WHAT YOU ARE ASKED TO DO
Can you copy, word for word, the passage of the post below about Perl encoding conversion that begins at "Well, I'd go" and stops after "sync with libiconv."?
+++ EXCERPT TO READ +++
Mark Leisher <mleisher(_at_)crl(_dot_)nmsu(_dot_)edu> writes:
Ed> I haven't seen your engine, but I've created such engines and worked
Ed> on engines others have created. They aren't easy to do. Just
Ed> supporting a basic set of Internet encodings will be a difficult
Ed> undertaking. Maybe you've got it all worked out, in which case hats
Ed> off to you. Otherwise I would recommend a strategy whereby you
Ed> implement a core set of single-byte conversions (for, say, Western
Ed> Europe, Central Europe, and Cyrillic languages) with an internal
Ed> engine and plan to incorporate an optional ICU hook-up for anything
Ed> else. That way you don't have to maintain and distribute large Asian
Ed> encoding tables.
What would be nice is some variation of Bruno Haible's libiconv that allows
dynamic loading of mapping tables. Then Perl would have reasonable conversion
capability at about 1/16 the size of ICU.
Well, I'd go beyond this and say that it would be nice if Perl would use
the system iconv when available - iconv isn't the greatest interface,
but it is generally pretty workable, and if people use the system
capabilities, then you avoid an explosion of tables.
The question here, of course, is whether:
- Perl behaving the same Perl on every system
or
- Perl behaving the same as other programs on a given system
Is more important. It might be necessary to only use the system iconv
on a known set of systems; I believe the GNU iconv data is kept in
sync with libiconv.
Regards,
Owen
+++ DATA EXTRACT +++
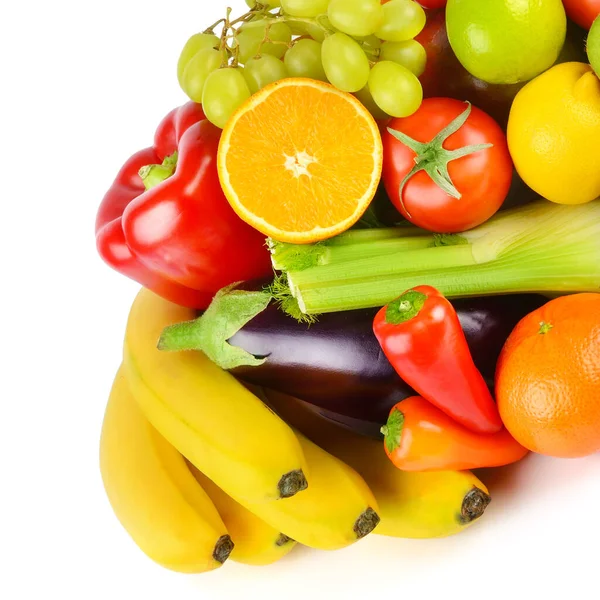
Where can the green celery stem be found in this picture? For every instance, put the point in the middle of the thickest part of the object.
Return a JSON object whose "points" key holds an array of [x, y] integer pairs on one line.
{"points": [[400, 263]]}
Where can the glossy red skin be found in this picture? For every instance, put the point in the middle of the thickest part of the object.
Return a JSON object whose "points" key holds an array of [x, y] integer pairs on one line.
{"points": [[431, 441], [483, 178], [444, 76], [583, 12], [431, 354], [180, 239]]}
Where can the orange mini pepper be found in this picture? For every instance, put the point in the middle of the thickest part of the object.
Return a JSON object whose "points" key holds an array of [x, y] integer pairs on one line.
{"points": [[420, 437]]}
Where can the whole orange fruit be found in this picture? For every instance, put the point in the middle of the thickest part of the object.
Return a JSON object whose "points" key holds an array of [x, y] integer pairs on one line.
{"points": [[548, 378]]}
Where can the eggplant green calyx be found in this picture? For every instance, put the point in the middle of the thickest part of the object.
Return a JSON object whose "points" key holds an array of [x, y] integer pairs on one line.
{"points": [[153, 175], [433, 158], [393, 430], [593, 46], [406, 307], [229, 311]]}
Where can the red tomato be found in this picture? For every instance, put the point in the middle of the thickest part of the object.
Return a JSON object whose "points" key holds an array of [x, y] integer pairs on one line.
{"points": [[482, 178], [583, 12]]}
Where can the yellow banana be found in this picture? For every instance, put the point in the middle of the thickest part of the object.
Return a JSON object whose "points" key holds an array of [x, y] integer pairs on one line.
{"points": [[411, 505], [335, 511], [153, 493], [256, 542], [218, 425]]}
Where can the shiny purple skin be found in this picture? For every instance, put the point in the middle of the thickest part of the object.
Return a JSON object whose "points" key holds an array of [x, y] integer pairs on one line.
{"points": [[337, 366]]}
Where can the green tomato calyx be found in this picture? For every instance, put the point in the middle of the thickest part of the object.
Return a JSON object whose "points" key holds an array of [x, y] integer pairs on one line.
{"points": [[433, 158], [153, 175]]}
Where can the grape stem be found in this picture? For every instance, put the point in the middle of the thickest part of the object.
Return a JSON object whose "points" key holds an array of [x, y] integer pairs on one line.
{"points": [[231, 51]]}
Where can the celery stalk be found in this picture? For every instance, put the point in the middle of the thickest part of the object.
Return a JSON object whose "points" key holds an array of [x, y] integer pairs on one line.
{"points": [[541, 247]]}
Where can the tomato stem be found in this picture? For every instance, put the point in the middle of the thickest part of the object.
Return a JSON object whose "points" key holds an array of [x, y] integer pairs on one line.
{"points": [[433, 158], [406, 307]]}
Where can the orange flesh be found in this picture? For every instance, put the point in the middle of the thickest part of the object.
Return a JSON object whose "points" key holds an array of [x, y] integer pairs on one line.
{"points": [[305, 158]]}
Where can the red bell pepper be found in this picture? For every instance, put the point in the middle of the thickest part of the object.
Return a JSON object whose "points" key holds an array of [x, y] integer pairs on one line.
{"points": [[166, 223], [420, 437], [421, 336]]}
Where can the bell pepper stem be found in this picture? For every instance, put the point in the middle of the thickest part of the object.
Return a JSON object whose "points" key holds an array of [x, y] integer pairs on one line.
{"points": [[153, 175], [393, 430]]}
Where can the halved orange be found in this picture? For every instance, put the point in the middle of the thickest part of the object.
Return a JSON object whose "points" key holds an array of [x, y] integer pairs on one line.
{"points": [[300, 161]]}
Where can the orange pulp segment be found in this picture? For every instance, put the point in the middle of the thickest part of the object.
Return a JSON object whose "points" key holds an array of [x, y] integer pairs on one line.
{"points": [[300, 161]]}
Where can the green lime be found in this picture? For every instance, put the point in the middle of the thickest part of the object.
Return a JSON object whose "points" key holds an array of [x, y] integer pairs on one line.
{"points": [[506, 41], [593, 46]]}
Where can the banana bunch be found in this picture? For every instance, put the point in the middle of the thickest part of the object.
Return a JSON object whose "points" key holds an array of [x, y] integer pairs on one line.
{"points": [[198, 468]]}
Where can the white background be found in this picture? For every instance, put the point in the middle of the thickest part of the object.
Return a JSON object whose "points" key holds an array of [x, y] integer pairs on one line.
{"points": [[84, 85]]}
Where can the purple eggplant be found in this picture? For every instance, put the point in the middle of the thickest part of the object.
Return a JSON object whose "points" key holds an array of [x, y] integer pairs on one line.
{"points": [[337, 365], [334, 364]]}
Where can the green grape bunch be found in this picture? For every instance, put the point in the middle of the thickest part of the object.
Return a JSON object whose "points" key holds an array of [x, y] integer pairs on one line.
{"points": [[359, 46]]}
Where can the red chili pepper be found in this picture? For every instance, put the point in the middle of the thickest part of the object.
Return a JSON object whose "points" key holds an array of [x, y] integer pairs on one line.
{"points": [[421, 336], [420, 437], [166, 223]]}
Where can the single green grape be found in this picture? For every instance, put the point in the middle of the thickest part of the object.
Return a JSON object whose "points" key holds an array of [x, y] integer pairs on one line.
{"points": [[252, 34], [409, 54], [395, 89], [260, 72], [316, 32], [402, 20], [269, 3], [345, 63], [372, 41], [303, 59], [201, 65], [305, 8], [225, 91], [367, 101], [356, 17], [199, 41]]}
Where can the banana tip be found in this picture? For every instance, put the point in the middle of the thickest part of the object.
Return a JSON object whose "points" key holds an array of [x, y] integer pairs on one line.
{"points": [[474, 505], [292, 483]]}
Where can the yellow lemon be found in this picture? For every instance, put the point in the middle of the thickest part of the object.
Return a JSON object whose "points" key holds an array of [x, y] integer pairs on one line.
{"points": [[554, 134]]}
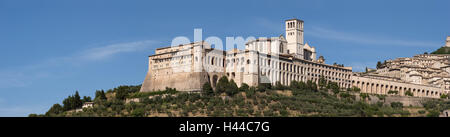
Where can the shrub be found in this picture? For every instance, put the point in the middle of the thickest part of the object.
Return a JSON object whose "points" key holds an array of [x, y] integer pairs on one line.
{"points": [[433, 113], [444, 96], [364, 95], [395, 92], [207, 89], [244, 87], [138, 112], [409, 93], [263, 87], [232, 88], [222, 85]]}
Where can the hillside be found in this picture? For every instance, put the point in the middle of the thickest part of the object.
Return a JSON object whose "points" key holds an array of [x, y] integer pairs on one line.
{"points": [[442, 50], [300, 99]]}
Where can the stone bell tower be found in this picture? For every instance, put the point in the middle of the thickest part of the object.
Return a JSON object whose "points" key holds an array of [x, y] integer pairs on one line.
{"points": [[294, 37], [447, 43]]}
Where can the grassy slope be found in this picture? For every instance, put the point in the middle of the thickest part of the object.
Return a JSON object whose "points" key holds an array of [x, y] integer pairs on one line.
{"points": [[269, 103]]}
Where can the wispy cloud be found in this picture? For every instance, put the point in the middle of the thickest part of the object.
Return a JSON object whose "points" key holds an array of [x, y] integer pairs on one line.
{"points": [[111, 50], [19, 111], [361, 66], [22, 76], [365, 39], [347, 36]]}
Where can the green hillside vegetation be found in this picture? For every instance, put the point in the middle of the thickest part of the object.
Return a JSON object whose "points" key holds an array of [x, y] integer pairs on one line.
{"points": [[299, 99], [442, 50]]}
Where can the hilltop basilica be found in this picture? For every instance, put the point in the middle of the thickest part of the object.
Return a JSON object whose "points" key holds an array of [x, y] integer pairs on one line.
{"points": [[286, 58]]}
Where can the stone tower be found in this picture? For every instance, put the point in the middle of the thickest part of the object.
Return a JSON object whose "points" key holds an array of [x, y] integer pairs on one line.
{"points": [[294, 37], [447, 43]]}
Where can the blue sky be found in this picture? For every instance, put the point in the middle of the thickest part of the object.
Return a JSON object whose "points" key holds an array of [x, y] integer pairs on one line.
{"points": [[50, 49]]}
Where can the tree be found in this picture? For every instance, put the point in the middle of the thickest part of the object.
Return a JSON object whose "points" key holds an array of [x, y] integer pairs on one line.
{"points": [[444, 96], [72, 102], [86, 99], [232, 88], [393, 92], [263, 87], [123, 91], [322, 82], [77, 100], [397, 104], [244, 87], [294, 84], [409, 93], [279, 86], [138, 112], [100, 95], [207, 89], [54, 110], [222, 85]]}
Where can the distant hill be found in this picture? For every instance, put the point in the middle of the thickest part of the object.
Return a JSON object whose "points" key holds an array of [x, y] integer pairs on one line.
{"points": [[298, 100], [442, 50]]}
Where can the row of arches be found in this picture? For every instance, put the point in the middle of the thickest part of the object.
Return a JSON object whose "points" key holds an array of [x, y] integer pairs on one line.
{"points": [[383, 88]]}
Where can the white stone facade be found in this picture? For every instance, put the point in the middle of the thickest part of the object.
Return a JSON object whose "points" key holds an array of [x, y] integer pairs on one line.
{"points": [[264, 60], [284, 59]]}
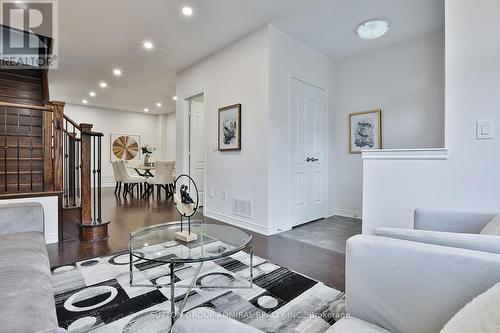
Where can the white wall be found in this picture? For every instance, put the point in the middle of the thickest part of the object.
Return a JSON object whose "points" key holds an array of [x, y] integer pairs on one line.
{"points": [[291, 58], [109, 121], [406, 81], [469, 179], [255, 72], [237, 74], [167, 128]]}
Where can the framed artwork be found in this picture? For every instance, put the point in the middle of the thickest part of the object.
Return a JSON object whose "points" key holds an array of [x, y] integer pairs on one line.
{"points": [[230, 128], [365, 131], [125, 147]]}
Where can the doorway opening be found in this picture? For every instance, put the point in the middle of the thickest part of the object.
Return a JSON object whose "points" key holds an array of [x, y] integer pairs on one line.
{"points": [[196, 144]]}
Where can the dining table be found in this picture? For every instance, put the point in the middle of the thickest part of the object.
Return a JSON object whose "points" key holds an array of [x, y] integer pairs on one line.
{"points": [[143, 170]]}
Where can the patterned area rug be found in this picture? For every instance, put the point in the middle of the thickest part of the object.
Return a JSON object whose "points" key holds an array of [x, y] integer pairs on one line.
{"points": [[95, 295]]}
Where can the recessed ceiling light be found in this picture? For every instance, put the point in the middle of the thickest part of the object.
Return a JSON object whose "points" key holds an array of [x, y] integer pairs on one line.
{"points": [[187, 11], [373, 29]]}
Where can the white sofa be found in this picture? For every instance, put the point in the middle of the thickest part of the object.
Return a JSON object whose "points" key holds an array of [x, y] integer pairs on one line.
{"points": [[393, 285], [409, 287], [447, 228]]}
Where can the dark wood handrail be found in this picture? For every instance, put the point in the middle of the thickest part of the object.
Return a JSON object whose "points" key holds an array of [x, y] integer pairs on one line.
{"points": [[72, 122], [26, 106]]}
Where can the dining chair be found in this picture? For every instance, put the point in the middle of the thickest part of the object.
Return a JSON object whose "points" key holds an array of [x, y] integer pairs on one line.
{"points": [[129, 182], [164, 178], [116, 175]]}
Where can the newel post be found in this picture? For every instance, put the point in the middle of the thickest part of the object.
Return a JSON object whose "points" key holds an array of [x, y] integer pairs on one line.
{"points": [[91, 229], [86, 158]]}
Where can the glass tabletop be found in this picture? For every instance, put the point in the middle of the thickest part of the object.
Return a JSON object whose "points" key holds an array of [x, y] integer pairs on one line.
{"points": [[157, 243]]}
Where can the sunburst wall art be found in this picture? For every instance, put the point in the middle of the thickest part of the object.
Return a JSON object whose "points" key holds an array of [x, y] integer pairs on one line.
{"points": [[125, 147]]}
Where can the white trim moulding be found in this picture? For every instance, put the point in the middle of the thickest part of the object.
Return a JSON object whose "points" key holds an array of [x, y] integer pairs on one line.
{"points": [[406, 154]]}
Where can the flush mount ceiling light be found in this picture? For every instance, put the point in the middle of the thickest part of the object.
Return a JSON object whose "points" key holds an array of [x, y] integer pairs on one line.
{"points": [[373, 29], [187, 11]]}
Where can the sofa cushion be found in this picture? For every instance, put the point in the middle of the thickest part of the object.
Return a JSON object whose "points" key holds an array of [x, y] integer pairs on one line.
{"points": [[483, 243], [482, 315], [493, 227], [21, 217], [354, 325], [25, 286]]}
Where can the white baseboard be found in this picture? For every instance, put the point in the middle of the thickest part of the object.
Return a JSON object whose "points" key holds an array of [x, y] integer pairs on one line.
{"points": [[242, 223], [346, 213], [51, 238], [108, 184]]}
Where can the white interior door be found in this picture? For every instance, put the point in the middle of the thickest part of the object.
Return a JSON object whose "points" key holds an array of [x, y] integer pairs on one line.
{"points": [[308, 106], [197, 144]]}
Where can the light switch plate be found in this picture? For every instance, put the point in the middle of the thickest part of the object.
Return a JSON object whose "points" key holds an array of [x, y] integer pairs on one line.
{"points": [[485, 129]]}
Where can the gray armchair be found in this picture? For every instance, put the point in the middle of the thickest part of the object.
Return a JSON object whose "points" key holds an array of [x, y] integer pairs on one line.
{"points": [[406, 287], [447, 228], [25, 285], [451, 221]]}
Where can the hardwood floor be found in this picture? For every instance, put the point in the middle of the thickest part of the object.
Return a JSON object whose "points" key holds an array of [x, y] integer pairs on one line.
{"points": [[127, 215]]}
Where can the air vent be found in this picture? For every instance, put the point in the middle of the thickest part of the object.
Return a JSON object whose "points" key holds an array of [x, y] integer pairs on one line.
{"points": [[243, 208]]}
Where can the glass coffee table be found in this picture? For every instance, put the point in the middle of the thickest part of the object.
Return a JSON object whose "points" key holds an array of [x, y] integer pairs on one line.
{"points": [[157, 244]]}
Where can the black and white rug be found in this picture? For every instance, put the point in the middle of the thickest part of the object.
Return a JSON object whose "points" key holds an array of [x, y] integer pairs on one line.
{"points": [[95, 295]]}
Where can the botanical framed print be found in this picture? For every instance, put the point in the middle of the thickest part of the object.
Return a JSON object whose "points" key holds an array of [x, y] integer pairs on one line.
{"points": [[365, 131], [230, 128], [125, 147]]}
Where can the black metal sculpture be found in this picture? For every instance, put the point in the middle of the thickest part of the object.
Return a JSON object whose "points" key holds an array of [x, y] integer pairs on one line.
{"points": [[185, 205]]}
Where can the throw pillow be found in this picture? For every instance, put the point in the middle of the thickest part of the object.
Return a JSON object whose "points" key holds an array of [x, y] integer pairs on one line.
{"points": [[482, 315], [493, 227]]}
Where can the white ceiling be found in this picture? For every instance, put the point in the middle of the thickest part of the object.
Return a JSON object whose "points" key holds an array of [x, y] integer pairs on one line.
{"points": [[96, 36]]}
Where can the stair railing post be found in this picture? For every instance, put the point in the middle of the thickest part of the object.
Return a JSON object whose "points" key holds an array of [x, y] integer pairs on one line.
{"points": [[57, 159], [58, 120], [71, 169], [85, 173]]}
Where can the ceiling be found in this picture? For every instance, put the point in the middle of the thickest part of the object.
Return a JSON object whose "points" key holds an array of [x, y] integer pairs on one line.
{"points": [[96, 36]]}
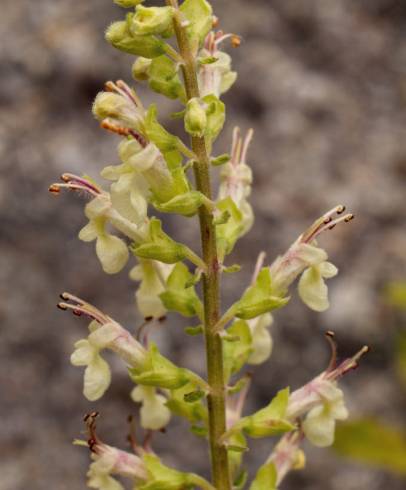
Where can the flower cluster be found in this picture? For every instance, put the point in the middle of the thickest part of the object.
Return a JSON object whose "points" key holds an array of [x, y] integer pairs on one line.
{"points": [[152, 175]]}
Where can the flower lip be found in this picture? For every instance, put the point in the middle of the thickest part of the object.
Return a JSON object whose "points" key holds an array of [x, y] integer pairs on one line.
{"points": [[214, 39], [80, 307]]}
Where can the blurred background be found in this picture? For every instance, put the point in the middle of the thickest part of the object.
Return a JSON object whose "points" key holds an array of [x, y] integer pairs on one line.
{"points": [[323, 83]]}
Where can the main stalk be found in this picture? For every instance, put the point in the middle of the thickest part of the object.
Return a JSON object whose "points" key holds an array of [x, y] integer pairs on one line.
{"points": [[211, 279]]}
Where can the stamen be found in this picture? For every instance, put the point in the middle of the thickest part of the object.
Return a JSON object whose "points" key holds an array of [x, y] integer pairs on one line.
{"points": [[348, 364], [54, 189], [80, 307], [326, 222], [258, 266], [75, 179], [247, 142]]}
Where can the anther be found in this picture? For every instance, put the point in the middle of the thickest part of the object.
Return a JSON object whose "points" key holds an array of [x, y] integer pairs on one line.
{"points": [[235, 41], [54, 189]]}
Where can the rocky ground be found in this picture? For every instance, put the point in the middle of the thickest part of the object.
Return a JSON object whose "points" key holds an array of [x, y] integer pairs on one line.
{"points": [[323, 83]]}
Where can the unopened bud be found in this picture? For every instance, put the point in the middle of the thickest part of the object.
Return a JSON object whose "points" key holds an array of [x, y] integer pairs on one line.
{"points": [[140, 68], [195, 118]]}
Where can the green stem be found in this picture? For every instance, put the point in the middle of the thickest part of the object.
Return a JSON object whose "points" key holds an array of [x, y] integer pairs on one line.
{"points": [[211, 280]]}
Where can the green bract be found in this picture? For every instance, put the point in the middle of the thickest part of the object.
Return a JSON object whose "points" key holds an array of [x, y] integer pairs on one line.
{"points": [[266, 478], [127, 3], [186, 204], [216, 115], [195, 118], [119, 35], [258, 298], [163, 78], [161, 477], [236, 353], [177, 296], [159, 371], [152, 20], [270, 421], [200, 17], [153, 175]]}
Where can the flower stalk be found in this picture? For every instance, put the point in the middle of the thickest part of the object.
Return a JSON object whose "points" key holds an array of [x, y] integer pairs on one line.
{"points": [[211, 278]]}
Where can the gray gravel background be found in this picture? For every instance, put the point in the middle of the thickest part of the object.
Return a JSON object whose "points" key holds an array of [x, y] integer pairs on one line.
{"points": [[323, 83]]}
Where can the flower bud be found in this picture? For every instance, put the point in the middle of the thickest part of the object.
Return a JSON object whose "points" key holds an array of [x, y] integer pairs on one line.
{"points": [[195, 118], [154, 413], [119, 36], [151, 20], [140, 68]]}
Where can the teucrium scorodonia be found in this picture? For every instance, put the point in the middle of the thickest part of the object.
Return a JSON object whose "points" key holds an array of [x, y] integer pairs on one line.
{"points": [[155, 174]]}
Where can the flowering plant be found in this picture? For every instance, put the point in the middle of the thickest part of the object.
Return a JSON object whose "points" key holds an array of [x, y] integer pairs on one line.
{"points": [[153, 174]]}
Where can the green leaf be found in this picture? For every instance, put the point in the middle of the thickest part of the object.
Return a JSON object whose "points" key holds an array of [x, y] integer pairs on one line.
{"points": [[372, 442], [220, 160], [265, 478], [186, 204], [400, 356], [119, 36], [208, 60], [396, 294], [200, 17], [257, 299], [160, 246], [177, 297], [157, 133], [195, 412], [193, 331], [269, 421], [216, 115], [228, 232]]}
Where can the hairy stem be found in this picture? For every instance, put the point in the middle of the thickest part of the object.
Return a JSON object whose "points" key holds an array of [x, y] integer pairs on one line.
{"points": [[211, 278]]}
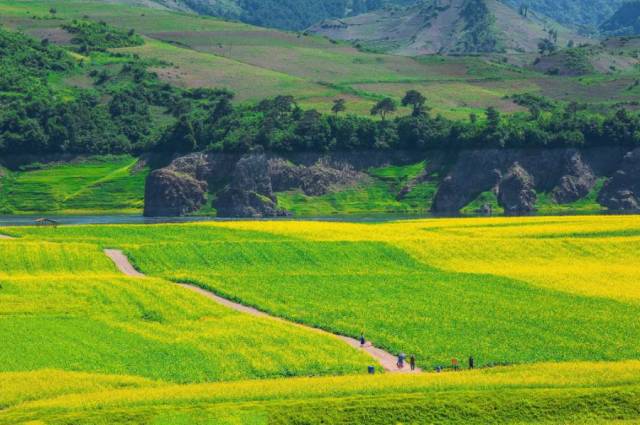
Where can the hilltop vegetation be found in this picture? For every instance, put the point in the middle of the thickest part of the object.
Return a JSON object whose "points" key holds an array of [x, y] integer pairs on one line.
{"points": [[551, 392], [582, 13], [284, 14], [557, 290]]}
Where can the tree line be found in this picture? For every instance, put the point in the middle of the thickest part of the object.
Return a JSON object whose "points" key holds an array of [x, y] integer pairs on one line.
{"points": [[130, 110]]}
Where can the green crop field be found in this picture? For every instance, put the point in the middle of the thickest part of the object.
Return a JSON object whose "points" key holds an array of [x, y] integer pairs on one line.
{"points": [[543, 298]]}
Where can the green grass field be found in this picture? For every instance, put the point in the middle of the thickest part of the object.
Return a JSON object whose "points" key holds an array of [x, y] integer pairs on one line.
{"points": [[257, 62], [65, 307], [328, 280], [570, 393]]}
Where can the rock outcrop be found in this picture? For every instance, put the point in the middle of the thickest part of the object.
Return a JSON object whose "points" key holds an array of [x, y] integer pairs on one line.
{"points": [[250, 193], [516, 176], [169, 193], [622, 191], [516, 191]]}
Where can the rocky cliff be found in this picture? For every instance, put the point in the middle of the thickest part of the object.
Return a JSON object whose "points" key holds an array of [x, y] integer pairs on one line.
{"points": [[515, 176], [246, 185]]}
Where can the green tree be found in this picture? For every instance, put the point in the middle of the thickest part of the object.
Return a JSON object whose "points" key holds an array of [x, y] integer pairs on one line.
{"points": [[415, 99], [384, 107]]}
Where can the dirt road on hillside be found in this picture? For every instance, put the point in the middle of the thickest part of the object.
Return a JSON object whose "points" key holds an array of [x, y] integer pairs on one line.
{"points": [[385, 359]]}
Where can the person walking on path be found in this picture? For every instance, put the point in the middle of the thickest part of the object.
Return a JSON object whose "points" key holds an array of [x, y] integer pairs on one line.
{"points": [[401, 359]]}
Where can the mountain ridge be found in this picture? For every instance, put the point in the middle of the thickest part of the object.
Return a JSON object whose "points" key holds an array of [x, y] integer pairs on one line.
{"points": [[448, 27]]}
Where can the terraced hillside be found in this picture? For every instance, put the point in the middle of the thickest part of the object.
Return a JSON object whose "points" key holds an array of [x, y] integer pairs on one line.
{"points": [[521, 292], [83, 186]]}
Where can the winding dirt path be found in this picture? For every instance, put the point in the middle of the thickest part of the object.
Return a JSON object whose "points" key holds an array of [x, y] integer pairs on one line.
{"points": [[385, 359]]}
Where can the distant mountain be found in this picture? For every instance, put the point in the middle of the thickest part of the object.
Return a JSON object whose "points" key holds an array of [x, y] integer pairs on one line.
{"points": [[585, 13], [447, 27], [626, 21], [283, 14]]}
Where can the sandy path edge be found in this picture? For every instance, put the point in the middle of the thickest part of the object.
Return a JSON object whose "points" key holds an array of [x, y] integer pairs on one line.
{"points": [[385, 359]]}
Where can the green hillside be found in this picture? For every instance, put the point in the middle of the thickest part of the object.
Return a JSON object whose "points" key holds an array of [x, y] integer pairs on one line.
{"points": [[536, 300], [284, 14], [99, 185], [626, 20], [453, 27]]}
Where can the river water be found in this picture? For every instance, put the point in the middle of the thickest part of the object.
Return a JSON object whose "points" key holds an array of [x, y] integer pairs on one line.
{"points": [[28, 220]]}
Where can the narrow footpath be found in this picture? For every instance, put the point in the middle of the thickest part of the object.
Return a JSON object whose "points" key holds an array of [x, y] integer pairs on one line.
{"points": [[385, 359]]}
+++
RESULT OF THE TASK
Well, I'd go beyond this and say that it would be nice if Perl would use
the system iconv when available - iconv isn't the greatest interface,
but it is generally pretty workable, and if people use the system
capabilities, then you avoid an explosion of tables.
The question here, of course, is whether:
- Perl behaving the same Perl on every system
or
- Perl behaving the same as other programs on a given system
Is more important. It might be necessary to only use the system iconv
on a known set of systems; I believe the GNU iconv data is kept in
sync with libiconv.